## Stated problem
Print the entries below word for word; the pictures stay out of your copy.

## Provided data
▬▬▬▬▬▬▬▬▬▬
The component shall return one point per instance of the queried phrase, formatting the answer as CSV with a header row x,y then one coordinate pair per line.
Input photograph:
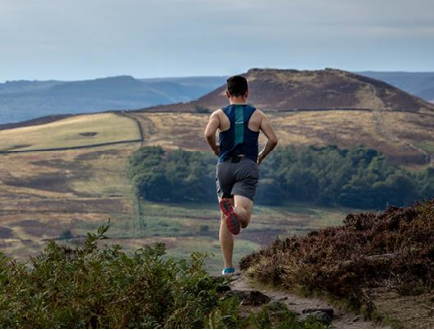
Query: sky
x,y
86,39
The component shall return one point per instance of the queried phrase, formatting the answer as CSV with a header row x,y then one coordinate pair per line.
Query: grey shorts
x,y
237,176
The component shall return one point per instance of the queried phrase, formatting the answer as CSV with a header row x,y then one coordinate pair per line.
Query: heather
x,y
96,286
393,250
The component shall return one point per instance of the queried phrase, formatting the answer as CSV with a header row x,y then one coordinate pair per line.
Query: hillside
x,y
393,250
420,84
25,100
285,90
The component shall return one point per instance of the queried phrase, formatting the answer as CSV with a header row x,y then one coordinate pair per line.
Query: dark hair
x,y
237,86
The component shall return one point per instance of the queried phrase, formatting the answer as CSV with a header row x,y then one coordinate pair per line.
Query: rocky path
x,y
340,319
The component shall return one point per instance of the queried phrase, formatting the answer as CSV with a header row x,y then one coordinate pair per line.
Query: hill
x,y
25,100
420,84
286,90
392,250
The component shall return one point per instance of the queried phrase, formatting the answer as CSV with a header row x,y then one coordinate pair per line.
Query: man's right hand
x,y
216,150
261,158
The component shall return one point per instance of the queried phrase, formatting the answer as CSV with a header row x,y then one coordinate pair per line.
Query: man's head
x,y
237,87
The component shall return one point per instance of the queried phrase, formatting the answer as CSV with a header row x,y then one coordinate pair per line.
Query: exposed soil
x,y
342,319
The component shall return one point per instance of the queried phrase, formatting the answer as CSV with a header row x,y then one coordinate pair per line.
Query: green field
x,y
186,228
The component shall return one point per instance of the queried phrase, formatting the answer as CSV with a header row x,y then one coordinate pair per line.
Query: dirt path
x,y
341,319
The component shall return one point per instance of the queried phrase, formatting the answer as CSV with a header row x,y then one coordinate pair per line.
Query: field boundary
x,y
73,147
122,114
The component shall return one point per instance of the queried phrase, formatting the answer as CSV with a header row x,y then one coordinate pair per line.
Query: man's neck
x,y
235,100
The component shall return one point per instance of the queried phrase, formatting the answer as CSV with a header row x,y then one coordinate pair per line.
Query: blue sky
x,y
82,39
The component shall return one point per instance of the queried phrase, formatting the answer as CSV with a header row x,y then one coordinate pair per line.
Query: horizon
x,y
206,76
76,40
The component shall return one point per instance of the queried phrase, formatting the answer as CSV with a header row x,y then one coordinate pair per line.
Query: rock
x,y
252,298
276,306
328,311
258,298
316,315
223,288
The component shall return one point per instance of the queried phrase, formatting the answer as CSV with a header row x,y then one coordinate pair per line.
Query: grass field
x,y
188,227
44,194
71,132
392,133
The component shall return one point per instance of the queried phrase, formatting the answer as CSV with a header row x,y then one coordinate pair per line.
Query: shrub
x,y
103,287
392,249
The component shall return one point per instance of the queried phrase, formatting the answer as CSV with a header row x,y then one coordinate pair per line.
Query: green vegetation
x,y
93,287
356,177
391,250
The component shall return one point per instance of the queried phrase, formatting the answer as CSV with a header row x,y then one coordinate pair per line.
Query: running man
x,y
237,170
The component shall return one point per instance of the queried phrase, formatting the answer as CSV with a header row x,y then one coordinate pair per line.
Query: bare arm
x,y
210,132
268,130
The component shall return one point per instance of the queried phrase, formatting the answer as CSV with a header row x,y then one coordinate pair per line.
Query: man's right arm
x,y
210,132
268,130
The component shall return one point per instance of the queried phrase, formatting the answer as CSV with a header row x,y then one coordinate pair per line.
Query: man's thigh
x,y
246,203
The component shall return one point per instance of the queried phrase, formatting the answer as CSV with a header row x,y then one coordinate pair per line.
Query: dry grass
x,y
43,194
70,132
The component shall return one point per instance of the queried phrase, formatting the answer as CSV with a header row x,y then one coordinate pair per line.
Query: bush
x,y
392,249
358,177
92,287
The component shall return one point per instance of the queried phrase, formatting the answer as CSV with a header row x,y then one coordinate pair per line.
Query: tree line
x,y
358,177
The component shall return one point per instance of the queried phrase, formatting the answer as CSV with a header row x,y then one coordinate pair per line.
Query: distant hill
x,y
25,100
420,84
329,89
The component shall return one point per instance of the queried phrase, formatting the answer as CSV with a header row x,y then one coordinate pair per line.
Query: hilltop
x,y
286,90
25,100
420,84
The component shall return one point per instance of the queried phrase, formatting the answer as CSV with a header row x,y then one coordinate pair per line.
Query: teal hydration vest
x,y
238,139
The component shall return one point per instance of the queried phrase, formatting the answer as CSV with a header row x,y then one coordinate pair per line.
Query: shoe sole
x,y
231,217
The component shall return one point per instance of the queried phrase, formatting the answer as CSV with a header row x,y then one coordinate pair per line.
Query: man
x,y
237,170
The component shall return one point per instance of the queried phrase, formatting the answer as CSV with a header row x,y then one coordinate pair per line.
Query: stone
x,y
328,311
253,298
316,315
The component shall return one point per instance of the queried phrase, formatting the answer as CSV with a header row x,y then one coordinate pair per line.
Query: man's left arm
x,y
210,132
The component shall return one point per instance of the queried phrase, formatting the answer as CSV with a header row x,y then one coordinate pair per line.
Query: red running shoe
x,y
231,217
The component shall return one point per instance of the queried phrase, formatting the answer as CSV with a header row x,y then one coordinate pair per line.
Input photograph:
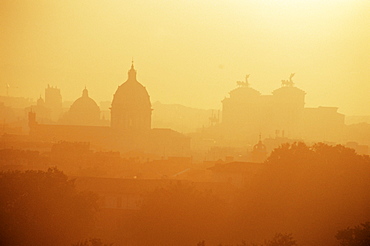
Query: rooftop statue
x,y
242,83
288,83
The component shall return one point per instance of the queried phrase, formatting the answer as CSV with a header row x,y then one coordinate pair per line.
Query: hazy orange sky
x,y
188,52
▬▬▬▬▬▬▬▬▬▬
## Result of this task
The component shall return one point per instance of the queried phrase, formatting the answer as CSV with a header row x,y then one coordinate pair per line.
Input photograph:
Query: sky
x,y
86,39
The component shall return one point per instance of the queried phrase, formatting the answer as CSV with a header row x,y then one coordinate pair per line.
Query: grey shorts
x,y
237,176
The component shall return one point per instance of the queried phrase, formatting the answer as CSV with a header row x,y then one coordinate pair per line.
Query: heather
x,y
96,286
393,250
The component shall return one point per instance of the queried phrase, formatting the answer as CSV with a header row x,y then one coordinate pair per line.
Query: hillside
x,y
393,250
420,84
25,100
285,90
The component shall return one point per instance of the queried phrase, formatting the answer as CSV with a header row x,y then one coordinate pair per line.
Query: dark hair
x,y
237,86
The component shall return one point per instance of the queried phrase, formatting the answer as CSV with a header row x,y then one coordinate pair per line.
Query: rocky path
x,y
340,319
The component shall return one point per instance of the queried phrase, formatting the answer as CSV with a header row x,y then one coordinate pair per line.
Query: hill
x,y
25,100
420,84
286,90
392,250
The component shall return one point per instance of the queried phrase, formatting the answer as CSV with a header row x,y then one coordinate pair per line.
Query: man's right hand
x,y
216,150
261,158
The component shall return one point per instance of the queried phrase, formatting the answer as CSV with a header row x,y then one coordinate pair per line.
Query: man's head
x,y
237,87
The component shall return one point per instance of the queried phrase, formatting the answer as CSV with a header row x,y then one coordinate pair per line.
Query: exposed soil
x,y
342,319
The component shall return one point per instance of the queried phrase, formatting the answer as CSV with a header row x,y then one coordinate pair per line.
Query: green field
x,y
186,228
The component shall return one point per instance of the queried phrase, formatting the answer as CSV with a header row x,y then one coordinate pair per line.
Query: dirt path
x,y
341,319
The component shall return one point per instance of the queried phrase, formatting the answer as CSV with a header row x,y then one coordinate pair per line.
Query: field boundary
x,y
73,147
122,114
The component shall return one point per instance of the queried phrase, formatting the answer as CSV with a header row x,y then one coordinate pair per line.
Query: man's neck
x,y
235,100
The component shall return one point per instance of the queried phrase, formatting the answer as CSV with a header row x,y then one coordinate pair per line.
Query: blue sky
x,y
82,39
The component shall return one point per instance of the queried phrase, formatting the answer as CSV with a header row x,y then one coordinate pair per line.
Query: horizon
x,y
206,76
76,40
The component shall return one point per instance of the queried phrase, formatting the answer as CSV with a header row x,y then one coordinate pair per line.
Query: rock
x,y
252,298
276,306
328,311
258,298
316,315
223,288
The component shall return one point per instance of the queried phrase, formatting the answer as CSV with a header row x,y then one coordinate pair per line.
Query: grass field
x,y
188,227
44,194
71,132
392,133
The component shall return one point per instance of the queried phrase, formatting the answer as CSV with a header row x,y then one coordinate pair per line.
Query: shrub
x,y
103,287
392,249
The component shall return one point per instance of the queried phrase, formatting the answer as CSV with a header row x,y then one coordinate pair per line.
Query: green vegetation
x,y
93,287
356,177
391,250
The component shall return one point per instance of the queried phrase, formatting the answer as CSV with a header row x,y then one coordinate pair per line.
Query: running man
x,y
237,170
The component shall return one point per instance of the queried phrase, formatting the answer as CSV with a header row x,y then one coordinate pair per line.
Query: bare arm
x,y
210,132
268,130
The component shall return one point per instance of the queried phrase, formatting the answer as CSV with a header row x,y then one coordinate pair per line.
Query: man's right arm
x,y
210,132
268,130
The component shall return one point per instance of the queried phrase, formatting the answer as CSV with a header row x,y then one coordinate pair per line.
Query: man's thigh
x,y
246,203
The component shall return one point per instance of the queried phrase, formatting the answer as CSV with a header row x,y then one coordinate pair per line.
Query: dry grass
x,y
43,194
70,132
The component shall return one point per instance of the queried phrase, formatting the answer as CSV with a header row x,y then one coordinate pair per line.
Query: bush
x,y
392,249
358,177
92,287
The component shall return one point per instance of the queried phrase, formatting the answer as CSV with a header row x,y then one coordinate pair per line.
Query: tree line
x,y
358,177
The component shall return one point per instance of the queried phrase, formatting the answer as CSV with a header row x,y then one coordinate pair per line.
Query: distant hill
x,y
25,100
420,84
329,89
The component shall return one point per instance of the queried phrase, formatting the answer as CSV with a header row x,y then one coordinate pair per line.
Query: hilltop
x,y
286,90
25,100
420,84
The component shall return one point per instance of the queried phrase, formatting the answer as CSV with a header row x,y then one coordinate pair per line.
Query: teal hydration vest
x,y
238,139
The component shall return one point per instance of the queried phrase, formatting the answer as CSV with a header row x,y then one coordinate pair per line.
Query: shoe sole
x,y
231,217
The component shall return one point per instance of the queried phrase, formatting the answer as CSV with a header row x,y then one coordinate pair per line.
Query: man
x,y
237,170
The component shall return one point per instance of the queried phrase, formatting the answer as CSV with a header row x,y then one coordinate pair per line.
Query: stone
x,y
328,311
253,298
316,315
The component shall return one point per instance of the queried phrase, formatting the answer as CSV with a header row x,y then one coordinate pair per line.
Query: man's left arm
x,y
210,132
The component shall return one point per instance of the queried phrase, formatting the answer as CSV with a header row x,y then one coordinate pair per line.
Query: red running shoe
x,y
231,217
The component shall return one point per instance of the queried phrase, formatting the answer as CSV with a header row x,y then one coordinate pair per line.
Input photograph:
Query: rooftop statue
x,y
242,83
288,83
The component shall return one point per instance of the queried phrase, formatting the answer as CSV with a header row x,y then one coordinate pair per line.
Query: hazy orange sky
x,y
188,52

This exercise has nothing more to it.